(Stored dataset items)
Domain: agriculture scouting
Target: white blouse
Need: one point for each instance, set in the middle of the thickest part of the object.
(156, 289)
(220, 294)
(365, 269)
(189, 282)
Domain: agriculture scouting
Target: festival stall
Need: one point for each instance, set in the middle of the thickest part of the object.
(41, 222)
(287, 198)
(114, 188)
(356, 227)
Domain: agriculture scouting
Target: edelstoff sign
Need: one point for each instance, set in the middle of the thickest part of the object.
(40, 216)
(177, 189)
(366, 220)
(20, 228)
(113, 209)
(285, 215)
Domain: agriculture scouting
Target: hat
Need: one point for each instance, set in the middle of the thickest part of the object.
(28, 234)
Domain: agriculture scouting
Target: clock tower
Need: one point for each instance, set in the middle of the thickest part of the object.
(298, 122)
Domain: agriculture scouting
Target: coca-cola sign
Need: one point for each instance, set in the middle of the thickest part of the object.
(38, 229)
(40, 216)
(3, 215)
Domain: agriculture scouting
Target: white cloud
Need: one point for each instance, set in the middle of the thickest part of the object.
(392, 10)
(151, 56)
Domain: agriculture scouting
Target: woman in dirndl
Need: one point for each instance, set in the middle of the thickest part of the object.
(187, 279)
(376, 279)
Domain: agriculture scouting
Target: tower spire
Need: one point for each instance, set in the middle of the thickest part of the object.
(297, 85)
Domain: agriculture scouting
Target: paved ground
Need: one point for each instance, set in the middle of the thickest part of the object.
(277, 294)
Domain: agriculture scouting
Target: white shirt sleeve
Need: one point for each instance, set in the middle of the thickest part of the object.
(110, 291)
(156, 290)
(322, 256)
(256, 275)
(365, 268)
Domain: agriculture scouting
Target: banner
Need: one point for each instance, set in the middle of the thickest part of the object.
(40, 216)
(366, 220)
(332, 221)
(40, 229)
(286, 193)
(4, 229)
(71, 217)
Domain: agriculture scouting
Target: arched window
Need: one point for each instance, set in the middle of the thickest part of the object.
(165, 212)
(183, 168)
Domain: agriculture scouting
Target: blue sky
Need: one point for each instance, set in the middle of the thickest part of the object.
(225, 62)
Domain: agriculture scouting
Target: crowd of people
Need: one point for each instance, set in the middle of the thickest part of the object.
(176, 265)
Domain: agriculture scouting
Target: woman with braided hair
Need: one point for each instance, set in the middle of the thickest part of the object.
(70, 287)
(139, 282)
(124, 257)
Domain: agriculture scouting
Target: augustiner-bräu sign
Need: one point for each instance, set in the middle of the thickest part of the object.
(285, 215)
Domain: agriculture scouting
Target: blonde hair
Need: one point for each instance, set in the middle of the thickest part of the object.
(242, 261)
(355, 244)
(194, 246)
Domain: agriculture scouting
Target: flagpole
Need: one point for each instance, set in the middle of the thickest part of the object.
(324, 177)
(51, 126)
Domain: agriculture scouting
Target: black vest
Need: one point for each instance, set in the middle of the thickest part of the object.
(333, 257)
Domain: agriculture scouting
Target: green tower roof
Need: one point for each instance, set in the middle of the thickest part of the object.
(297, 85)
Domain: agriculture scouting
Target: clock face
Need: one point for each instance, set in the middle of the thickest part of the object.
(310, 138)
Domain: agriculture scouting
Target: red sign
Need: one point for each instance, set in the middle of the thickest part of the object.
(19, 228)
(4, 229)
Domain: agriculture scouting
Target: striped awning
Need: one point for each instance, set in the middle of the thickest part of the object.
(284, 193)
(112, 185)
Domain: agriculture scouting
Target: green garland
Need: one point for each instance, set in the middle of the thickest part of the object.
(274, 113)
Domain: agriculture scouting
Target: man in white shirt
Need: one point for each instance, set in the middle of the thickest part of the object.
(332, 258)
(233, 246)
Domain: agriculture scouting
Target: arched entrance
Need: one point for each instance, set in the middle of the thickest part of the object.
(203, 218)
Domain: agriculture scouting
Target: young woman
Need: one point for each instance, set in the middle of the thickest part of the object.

* To do
Without leaving anything out, give the entries again exactly.

* Solution for this problem
Domain: agriculture scouting
Target: white blouse
Need: one point for each instance, set in the middle of the thickest part of the object.
(156, 289)
(220, 294)
(365, 269)
(189, 282)
Domain: agriculture scouting
Target: festival stall
Need: one point for each instance, set in the middle of the thickest part of the object.
(41, 222)
(287, 198)
(114, 188)
(356, 227)
Domain: agriculture scouting
Target: edelstoff sign
Need: one point for each instance, set in the middle of the thickest part of the object.
(40, 216)
(177, 189)
(366, 220)
(20, 228)
(113, 209)
(285, 215)
Domain: agriculture scouting
Target: hat
Need: one point for each instance, set in the middle of the thickest part of the object.
(28, 234)
Domain: agriculture scouting
Target: clock tower
Need: one point for each instance, set in the middle of the thickest part of the object.
(298, 122)
Domain: agriculture scouting
Target: coca-cola sign
Need: one point for each instance, set in the middle of the thickest part of the object.
(38, 229)
(40, 216)
(3, 215)
Domain: agriculture scouting
Target: white cloud
Need: one point for each instance, set in the middle of the thickest part of the object.
(392, 10)
(151, 56)
Domain: agriculture scouting
Target: woman in dirndl
Need: one point for each instance, set in the middle of the thickest part of the object.
(187, 279)
(376, 279)
Domain: agriculture scouting
Target: tower spire
Need: one point for each instance, set in the middle of the thickest part of the object.
(297, 85)
Domain: agriculture scouting
Target: paved ground
Need: one point for each instance, set in the middle of the thickest part of the object.
(277, 294)
Domain: agriculture scouting
Target: white shirt sleeve
Need: one point for each instance, set in the middle of the thickest part of the object.
(110, 291)
(156, 290)
(322, 256)
(256, 275)
(365, 268)
Domain: agriculture scouting
Target: banner
Need: one point for each instance, set in the middle of the thickest part of the object.
(40, 216)
(366, 220)
(332, 221)
(40, 229)
(286, 193)
(4, 229)
(71, 217)
Domain: agriculture scouting
Target: arched window
Need: one point for each instance, set in the middle of the thickest part of the object.
(165, 212)
(183, 168)
Domain: agriculture scouting
Target: blue sky
Need: one point for each instance, set in the middle of the thickest part of the object.
(225, 62)
Domain: agriculture scouting
Target: crowd of people
Need: one point for each instance, set in the middle of the thickest part of the object.
(176, 265)
Domain: agriculture scouting
Target: woman with braided hair
Need: one point for each instance, set in the middle of the thickest part of the object.
(70, 287)
(139, 282)
(124, 257)
Domain: agriculture scouting
Target: augustiner-bräu sign
Need: one point for each instance, set in the middle of the thickest part of the object.
(285, 215)
Domain: agriculture scouting
Target: blonde hair
Need: one point for each instance, set in the middle of the thickest part of the object.
(242, 261)
(355, 244)
(194, 246)
Domain: agriculture scouting
Target: flagpole
Need: one point for each instance, set in the middle of the thickest part of the object.
(324, 177)
(51, 126)
Domain: agriculture scouting
Target: black vest
Need: one point for each instance, set in the middle of the thickest part of the object.
(333, 257)
Domain: agriculture scouting
Target: green tower roof
Need: one point for each instance, set in the middle of the thickest part of the object.
(297, 85)
Domain: agriculture scouting
Target: clock face
Need: one point for each instance, set in the middle of the thickest part of the object.
(310, 138)
Domain: agriculture scouting
Target: red sign
Need: one point for each instance, set in the middle of the thickest part of the object.
(19, 228)
(4, 229)
Domain: agriculture scouting
Target: striped awning
Need: one point for each instance, set in the middle of the thickest part of the object.
(284, 193)
(112, 185)
Domain: agriculture scouting
Target: green garland
Need: one point for each instance, set in the middle of the thickest part of the object.
(274, 113)
Domain: agriculture scouting
Target: man in white shirt
Need: one point for each instance, set in the middle of the thickest part of the object.
(332, 258)
(233, 246)
Domain: agriculture scouting
Target: arched entrance
Need: one point for each instance, set in the middle of the thickest part of the object.
(203, 218)
Domain: agriculture scouting
Target: young woman
Need: one point for each instance, set in the middle of the thickest part of the object.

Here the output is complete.